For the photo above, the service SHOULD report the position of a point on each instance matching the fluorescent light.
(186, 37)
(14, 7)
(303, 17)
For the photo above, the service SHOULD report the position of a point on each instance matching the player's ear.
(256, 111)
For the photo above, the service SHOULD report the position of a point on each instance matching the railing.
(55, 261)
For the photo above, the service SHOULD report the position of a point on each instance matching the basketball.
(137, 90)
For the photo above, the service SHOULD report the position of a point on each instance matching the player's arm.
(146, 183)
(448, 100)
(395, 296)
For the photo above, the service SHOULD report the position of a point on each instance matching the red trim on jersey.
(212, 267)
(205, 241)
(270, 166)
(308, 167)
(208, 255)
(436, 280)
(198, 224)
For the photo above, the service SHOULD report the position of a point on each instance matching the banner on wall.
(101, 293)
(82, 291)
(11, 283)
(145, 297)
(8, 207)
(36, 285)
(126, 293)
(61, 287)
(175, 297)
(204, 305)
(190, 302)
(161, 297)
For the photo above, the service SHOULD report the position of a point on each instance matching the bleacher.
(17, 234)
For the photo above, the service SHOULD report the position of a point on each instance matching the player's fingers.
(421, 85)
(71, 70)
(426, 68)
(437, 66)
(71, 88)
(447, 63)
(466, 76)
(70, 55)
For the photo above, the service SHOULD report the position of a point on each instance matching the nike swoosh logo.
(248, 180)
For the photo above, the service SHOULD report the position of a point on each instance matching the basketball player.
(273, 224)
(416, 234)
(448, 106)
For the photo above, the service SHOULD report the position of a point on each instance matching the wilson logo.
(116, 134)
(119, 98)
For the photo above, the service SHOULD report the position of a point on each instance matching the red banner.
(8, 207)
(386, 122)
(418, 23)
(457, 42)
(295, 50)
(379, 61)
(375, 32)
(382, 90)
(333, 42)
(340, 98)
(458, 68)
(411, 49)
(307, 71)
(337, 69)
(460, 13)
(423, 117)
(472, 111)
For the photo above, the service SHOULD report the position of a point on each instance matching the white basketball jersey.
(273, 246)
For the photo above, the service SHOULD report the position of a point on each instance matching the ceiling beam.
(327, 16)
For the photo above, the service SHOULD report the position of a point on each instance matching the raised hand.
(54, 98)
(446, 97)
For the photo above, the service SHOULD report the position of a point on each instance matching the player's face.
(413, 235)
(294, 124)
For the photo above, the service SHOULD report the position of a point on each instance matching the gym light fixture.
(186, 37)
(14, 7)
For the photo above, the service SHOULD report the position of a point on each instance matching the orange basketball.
◇ ◇ ◇ ◇
**THE TASK**
Copy all of the data above word for word, keeping every line unchanged and in the same order.

**ANSWER TO THE TASK**
For the photo above, the service SHOULD report the position of a point on each instance matching the fluorescent light.
(186, 37)
(14, 7)
(303, 17)
For the photo above, the service SHOULD report the position of a point on each instance matching the player's ear.
(256, 111)
For the photo above, the service SHOULD report the position of a point on each instance matching the railing.
(55, 261)
For the photo above, the service SHOULD report the position of a point on each instance matching the basketball.
(137, 90)
For the photo above, the service SHOULD report the position of a point on each instance matching the player's arm.
(146, 183)
(448, 100)
(395, 296)
For the photo above, the service SHOULD report the position of a point on each instance matching the red trim on jersey.
(212, 267)
(205, 241)
(270, 166)
(308, 167)
(208, 255)
(436, 280)
(198, 224)
For the photo above, the service SHOULD report the position of a point on each instance matching the banner on wall.
(101, 293)
(82, 291)
(11, 283)
(145, 297)
(8, 207)
(36, 285)
(126, 293)
(61, 287)
(175, 297)
(204, 305)
(190, 302)
(161, 297)
For the photo above, the service SHOULD report the position of a point on each instance matching the bleacher.
(17, 234)
For the photo above, the service SHOULD report the position of a point on each instance matching the player's fingers.
(421, 85)
(71, 70)
(426, 68)
(437, 66)
(71, 88)
(447, 63)
(466, 76)
(70, 55)
For the photo above, the service SHOULD report the position of a point on each instance matching the nike swoosh logo.
(248, 180)
For the photo above, the service SHOULD report the position of a point on each instance matching the basketball player.
(273, 224)
(416, 234)
(448, 106)
For the photo above, the service SHOULD report the position of a point on each instance matching the wilson logo.
(116, 134)
(119, 98)
For the photo above, the service SHOULD report the position of a point on each instance matching the red banner.
(8, 207)
(386, 122)
(418, 23)
(457, 42)
(295, 50)
(379, 61)
(375, 32)
(382, 90)
(333, 42)
(340, 98)
(458, 68)
(411, 49)
(307, 71)
(337, 69)
(460, 13)
(423, 117)
(472, 111)
For the photo above, the service SHOULD report the position of a point on each instance matching the white basketball jersey.
(273, 246)
For the photo above, the service SHOULD report the position of a point on each instance matching the ceiling beam.
(327, 16)
For the photo above, the service SHOULD report the position of a point on each instance matching the raised hand.
(54, 98)
(446, 97)
For the photo above, the service SHOULD report the position of a point on each instance matching the player's face.
(413, 235)
(294, 124)
For the photo above, the service SHOULD report the position of a point on each instance matching the gym light fixture.
(186, 37)
(14, 7)
For the photo above, the service SHOULD report the position of a point on each instance matching the orange basketball.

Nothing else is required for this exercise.